### Document section
Download Pretrained Checkpoints

First-Stage Models (Autoencoders)

  1. Real-world SR Task: Download Link
  2. Medical SR Task: Download Link

Note: Place the downloaded models in the weights directory.

QDM-L Checkpoints

We provide pretrained checkpoints for the QDM-L model for the following tasks:

Note: Ensure all downloaded weights are placed in the weights directory.

Inference

🚀 Multi-GPU Acceleration

If you have multiple GPUs available, you can accelerate the inference process using the following command:

CUDA_VISIBLE_DEVICES=0,1,2,3,4,5,6,7 torchrun --standalone --nproc_per_node=8 --nnodes=1 inference.py \
  -i [Input Directory or Image] \
  -o [Output Dir] \
  --seed [Seed] \
  --chop_bs [Chopping Batch Size] \
  --chop_size [Chopping Size] \
  --cfg_path [Config Path] \
  --ckpt_path [Checkpoint Path] \
  --distributed

💻 Single-GPU Execution

python inference.py \
  -i [Input Directory or Image] \
  -o [Output Dir] \
  --seed [Seed] \
  --chop_bs [Chopping Batch Size] \
  --chop_size [Chopping Size] \
  --cfg_path [Config Path] \
  --ckpt_path [Checkpoint Path]

🔧Configuration Tips

  • When processing very large images, you can adjust --chop_bs to balance efficiency and memory usage.

[Stored data entries]
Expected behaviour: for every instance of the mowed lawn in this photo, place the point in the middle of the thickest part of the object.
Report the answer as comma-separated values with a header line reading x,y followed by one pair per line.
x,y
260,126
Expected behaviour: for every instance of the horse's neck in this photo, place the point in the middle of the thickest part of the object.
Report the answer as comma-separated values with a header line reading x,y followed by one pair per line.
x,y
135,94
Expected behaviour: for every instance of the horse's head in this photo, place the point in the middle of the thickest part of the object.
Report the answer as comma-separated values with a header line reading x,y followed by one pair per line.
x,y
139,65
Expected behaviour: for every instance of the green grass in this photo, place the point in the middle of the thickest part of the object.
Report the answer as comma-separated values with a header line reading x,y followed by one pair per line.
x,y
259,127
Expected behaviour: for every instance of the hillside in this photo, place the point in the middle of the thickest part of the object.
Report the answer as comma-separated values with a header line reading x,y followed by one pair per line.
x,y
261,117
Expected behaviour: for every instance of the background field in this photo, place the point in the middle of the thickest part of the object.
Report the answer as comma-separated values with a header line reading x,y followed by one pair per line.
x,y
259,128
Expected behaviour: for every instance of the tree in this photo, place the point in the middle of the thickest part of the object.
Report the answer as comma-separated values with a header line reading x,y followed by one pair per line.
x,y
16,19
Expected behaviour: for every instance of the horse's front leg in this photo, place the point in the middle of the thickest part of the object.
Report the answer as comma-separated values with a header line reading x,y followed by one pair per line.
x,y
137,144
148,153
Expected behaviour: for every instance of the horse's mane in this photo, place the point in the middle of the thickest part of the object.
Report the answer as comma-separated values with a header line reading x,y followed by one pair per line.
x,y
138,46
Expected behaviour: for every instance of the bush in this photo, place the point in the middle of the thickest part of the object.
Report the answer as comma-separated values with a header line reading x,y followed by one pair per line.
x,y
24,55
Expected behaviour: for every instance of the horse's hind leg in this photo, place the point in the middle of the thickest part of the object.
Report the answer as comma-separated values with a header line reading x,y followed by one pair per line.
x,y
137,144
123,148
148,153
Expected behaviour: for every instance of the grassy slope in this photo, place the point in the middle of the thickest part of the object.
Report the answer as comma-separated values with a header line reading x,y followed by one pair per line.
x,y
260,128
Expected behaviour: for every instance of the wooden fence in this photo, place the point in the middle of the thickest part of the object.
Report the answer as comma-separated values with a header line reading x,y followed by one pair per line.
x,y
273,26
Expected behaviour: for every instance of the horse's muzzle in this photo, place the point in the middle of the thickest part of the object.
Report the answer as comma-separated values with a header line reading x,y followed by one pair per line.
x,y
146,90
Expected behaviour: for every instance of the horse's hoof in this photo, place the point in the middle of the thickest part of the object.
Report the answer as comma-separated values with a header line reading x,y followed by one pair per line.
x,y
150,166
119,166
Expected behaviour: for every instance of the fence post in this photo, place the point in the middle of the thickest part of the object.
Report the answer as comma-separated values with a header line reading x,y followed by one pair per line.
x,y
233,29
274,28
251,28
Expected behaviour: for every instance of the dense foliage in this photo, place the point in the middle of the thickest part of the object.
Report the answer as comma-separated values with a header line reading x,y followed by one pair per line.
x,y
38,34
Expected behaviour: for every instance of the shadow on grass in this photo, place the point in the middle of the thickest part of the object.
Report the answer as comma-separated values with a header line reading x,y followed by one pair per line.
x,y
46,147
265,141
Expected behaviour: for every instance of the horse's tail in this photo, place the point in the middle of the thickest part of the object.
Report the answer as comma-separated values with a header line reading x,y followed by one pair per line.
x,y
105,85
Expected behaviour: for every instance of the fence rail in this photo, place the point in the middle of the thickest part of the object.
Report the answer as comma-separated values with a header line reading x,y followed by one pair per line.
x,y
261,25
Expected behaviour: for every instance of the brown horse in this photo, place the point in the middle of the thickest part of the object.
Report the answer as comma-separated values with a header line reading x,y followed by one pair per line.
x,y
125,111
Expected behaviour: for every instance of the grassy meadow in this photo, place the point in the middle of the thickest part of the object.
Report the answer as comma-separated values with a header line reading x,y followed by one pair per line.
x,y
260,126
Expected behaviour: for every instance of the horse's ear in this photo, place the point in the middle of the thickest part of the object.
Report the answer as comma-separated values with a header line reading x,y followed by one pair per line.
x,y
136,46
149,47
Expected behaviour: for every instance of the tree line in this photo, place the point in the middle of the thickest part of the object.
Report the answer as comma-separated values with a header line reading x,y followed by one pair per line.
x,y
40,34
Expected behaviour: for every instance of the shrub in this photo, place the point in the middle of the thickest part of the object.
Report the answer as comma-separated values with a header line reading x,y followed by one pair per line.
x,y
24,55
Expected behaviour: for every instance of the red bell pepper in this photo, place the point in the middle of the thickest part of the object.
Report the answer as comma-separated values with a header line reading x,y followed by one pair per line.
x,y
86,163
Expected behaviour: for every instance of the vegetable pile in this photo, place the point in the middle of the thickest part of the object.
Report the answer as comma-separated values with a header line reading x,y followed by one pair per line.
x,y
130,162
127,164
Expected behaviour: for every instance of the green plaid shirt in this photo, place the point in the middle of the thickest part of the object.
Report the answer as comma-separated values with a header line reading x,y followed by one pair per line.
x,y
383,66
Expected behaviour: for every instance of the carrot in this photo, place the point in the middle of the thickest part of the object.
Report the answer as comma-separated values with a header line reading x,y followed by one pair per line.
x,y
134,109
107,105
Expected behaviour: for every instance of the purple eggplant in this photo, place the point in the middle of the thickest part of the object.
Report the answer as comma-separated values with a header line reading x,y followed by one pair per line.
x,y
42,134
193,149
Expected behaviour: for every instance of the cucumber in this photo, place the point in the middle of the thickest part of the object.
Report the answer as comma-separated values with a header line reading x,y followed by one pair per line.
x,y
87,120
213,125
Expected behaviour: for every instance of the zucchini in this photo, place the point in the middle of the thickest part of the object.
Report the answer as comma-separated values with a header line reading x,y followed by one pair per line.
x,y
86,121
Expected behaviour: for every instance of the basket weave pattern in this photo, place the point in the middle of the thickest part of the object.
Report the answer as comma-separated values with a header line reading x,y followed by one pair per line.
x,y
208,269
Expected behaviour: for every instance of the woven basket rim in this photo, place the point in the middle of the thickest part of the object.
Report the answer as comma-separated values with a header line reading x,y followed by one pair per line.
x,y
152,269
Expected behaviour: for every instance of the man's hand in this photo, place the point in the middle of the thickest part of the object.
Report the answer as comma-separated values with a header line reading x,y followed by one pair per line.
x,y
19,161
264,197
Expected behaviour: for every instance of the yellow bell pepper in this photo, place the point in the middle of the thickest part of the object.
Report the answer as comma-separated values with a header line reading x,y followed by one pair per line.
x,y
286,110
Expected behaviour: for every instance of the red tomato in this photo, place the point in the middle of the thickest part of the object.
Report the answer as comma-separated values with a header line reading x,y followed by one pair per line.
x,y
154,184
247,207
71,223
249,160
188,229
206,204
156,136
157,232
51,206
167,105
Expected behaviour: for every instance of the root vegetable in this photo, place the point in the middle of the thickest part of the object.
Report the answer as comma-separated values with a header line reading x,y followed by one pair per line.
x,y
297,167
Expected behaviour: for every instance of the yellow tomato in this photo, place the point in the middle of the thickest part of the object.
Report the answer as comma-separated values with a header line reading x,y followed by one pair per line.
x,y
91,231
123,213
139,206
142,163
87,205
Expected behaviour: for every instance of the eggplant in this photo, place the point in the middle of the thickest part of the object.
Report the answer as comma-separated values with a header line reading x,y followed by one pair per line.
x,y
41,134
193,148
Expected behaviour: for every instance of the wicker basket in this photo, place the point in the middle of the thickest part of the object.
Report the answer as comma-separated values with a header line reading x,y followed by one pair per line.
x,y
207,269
...
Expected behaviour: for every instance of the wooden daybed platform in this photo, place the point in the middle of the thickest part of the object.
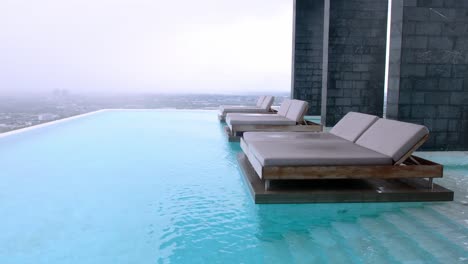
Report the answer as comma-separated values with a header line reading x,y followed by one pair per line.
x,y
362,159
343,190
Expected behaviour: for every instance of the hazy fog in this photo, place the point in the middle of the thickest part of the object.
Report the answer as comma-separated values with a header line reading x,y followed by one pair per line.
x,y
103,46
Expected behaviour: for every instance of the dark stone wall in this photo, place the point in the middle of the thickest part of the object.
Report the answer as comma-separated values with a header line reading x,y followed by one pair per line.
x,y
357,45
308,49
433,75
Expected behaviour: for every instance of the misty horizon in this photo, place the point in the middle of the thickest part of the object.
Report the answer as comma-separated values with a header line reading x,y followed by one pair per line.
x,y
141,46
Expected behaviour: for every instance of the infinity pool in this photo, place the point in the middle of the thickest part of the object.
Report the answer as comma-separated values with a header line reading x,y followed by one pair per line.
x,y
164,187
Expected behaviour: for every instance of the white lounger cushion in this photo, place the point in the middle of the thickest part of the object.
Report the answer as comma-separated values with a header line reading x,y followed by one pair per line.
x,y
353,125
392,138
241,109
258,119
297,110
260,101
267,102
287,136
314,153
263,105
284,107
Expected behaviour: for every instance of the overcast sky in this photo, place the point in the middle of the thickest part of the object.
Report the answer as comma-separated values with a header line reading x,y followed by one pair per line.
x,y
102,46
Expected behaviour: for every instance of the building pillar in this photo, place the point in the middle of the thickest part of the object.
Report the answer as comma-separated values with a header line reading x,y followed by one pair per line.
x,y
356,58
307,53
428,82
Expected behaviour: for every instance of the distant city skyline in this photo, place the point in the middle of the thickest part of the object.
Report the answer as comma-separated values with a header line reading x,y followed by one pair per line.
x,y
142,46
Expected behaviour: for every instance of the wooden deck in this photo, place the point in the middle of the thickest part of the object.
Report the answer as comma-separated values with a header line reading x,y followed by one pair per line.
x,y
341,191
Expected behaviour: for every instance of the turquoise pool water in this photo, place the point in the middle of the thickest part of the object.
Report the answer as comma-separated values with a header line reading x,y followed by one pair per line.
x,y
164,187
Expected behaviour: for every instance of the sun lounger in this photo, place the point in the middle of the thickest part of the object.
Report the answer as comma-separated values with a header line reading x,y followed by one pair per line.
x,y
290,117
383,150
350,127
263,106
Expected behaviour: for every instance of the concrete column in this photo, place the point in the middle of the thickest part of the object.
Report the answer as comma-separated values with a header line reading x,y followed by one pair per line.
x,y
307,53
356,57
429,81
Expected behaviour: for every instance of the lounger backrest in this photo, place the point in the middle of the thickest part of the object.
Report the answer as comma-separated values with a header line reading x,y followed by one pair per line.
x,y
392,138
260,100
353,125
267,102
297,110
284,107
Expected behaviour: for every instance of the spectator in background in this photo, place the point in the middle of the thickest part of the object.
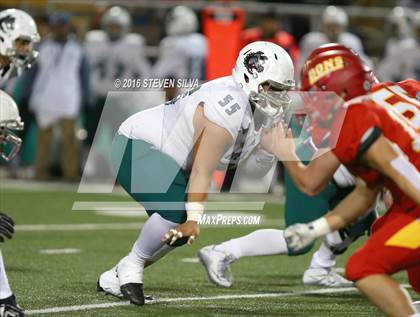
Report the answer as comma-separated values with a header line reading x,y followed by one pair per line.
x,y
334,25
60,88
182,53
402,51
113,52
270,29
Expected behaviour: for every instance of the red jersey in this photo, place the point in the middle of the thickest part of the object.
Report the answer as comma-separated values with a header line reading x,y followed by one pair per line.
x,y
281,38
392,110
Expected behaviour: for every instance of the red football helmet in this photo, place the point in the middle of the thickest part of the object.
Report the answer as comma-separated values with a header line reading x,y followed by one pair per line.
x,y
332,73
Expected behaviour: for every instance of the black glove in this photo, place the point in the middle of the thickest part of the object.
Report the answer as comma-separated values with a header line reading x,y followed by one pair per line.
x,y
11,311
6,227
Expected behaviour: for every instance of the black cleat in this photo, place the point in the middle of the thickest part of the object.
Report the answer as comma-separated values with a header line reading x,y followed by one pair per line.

### Exercise details
Reproduce the checkpoint download section starting at "1. Real-world SR" and ending at "placed in the weights directory.", replacing "weights directory" with "checkpoints folder". The items are separate material, unrelated to the text.

### Task solution
1. Real-world SR Task: Download Link
  2. Medical SR Task: Download Link

Note: Place the downloaded models in the checkpoints folder.

QDM-L Checkpoints

We provide pretrained checkpoints for the QDM-L model for the following tasks:

Note: Ensure all downloaded weights are placed in the checkpoints folder.